#### WORK TO COMPLETE
Determine how many of the lines below include "black", then respond with that number and no other text.

#### Saved entries
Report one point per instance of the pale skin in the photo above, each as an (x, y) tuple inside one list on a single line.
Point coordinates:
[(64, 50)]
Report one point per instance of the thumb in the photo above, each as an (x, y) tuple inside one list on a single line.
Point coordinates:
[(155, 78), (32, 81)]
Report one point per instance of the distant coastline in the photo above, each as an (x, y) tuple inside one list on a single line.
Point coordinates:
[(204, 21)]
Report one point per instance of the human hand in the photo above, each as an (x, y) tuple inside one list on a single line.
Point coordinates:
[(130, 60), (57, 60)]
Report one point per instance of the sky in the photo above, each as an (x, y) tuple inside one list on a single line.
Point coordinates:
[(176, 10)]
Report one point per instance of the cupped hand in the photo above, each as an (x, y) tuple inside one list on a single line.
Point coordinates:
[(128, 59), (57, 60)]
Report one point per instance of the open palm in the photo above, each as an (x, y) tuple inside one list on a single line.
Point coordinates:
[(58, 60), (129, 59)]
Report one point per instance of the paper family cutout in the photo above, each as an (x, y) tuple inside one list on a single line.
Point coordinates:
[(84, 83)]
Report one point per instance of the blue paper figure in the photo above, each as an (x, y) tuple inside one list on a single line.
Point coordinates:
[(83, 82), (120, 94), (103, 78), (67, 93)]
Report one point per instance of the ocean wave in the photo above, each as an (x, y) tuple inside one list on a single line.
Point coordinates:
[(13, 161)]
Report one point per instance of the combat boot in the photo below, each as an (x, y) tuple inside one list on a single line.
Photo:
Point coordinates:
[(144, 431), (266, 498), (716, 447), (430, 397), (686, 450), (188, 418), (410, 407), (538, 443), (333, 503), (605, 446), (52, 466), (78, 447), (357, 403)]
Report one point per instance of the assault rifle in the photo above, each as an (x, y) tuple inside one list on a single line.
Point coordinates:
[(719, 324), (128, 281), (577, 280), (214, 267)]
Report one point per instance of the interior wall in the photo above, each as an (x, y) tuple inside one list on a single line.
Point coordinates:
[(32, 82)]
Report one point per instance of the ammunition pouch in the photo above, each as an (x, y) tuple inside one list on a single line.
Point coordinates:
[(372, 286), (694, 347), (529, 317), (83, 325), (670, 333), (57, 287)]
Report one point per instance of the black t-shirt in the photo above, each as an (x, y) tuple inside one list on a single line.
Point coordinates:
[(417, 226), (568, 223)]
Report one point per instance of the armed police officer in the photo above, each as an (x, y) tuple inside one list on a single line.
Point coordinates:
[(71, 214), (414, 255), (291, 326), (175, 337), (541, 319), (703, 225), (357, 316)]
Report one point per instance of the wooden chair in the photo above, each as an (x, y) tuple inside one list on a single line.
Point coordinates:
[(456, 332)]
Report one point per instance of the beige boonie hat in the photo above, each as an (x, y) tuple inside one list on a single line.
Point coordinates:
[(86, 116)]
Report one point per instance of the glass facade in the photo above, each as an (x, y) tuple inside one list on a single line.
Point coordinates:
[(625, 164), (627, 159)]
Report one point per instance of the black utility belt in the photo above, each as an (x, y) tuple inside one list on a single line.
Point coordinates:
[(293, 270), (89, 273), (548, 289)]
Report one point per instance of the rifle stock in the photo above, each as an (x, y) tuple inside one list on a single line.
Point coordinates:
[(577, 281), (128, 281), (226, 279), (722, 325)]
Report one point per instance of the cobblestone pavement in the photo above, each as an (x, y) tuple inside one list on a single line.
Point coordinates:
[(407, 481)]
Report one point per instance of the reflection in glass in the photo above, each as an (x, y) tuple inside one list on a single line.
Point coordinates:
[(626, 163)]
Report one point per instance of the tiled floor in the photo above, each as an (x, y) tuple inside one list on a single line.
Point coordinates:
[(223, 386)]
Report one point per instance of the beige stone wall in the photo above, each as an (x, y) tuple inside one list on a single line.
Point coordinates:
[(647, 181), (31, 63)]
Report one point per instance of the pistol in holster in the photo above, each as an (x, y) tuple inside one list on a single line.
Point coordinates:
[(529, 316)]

#### REPLY TO THE TASK
2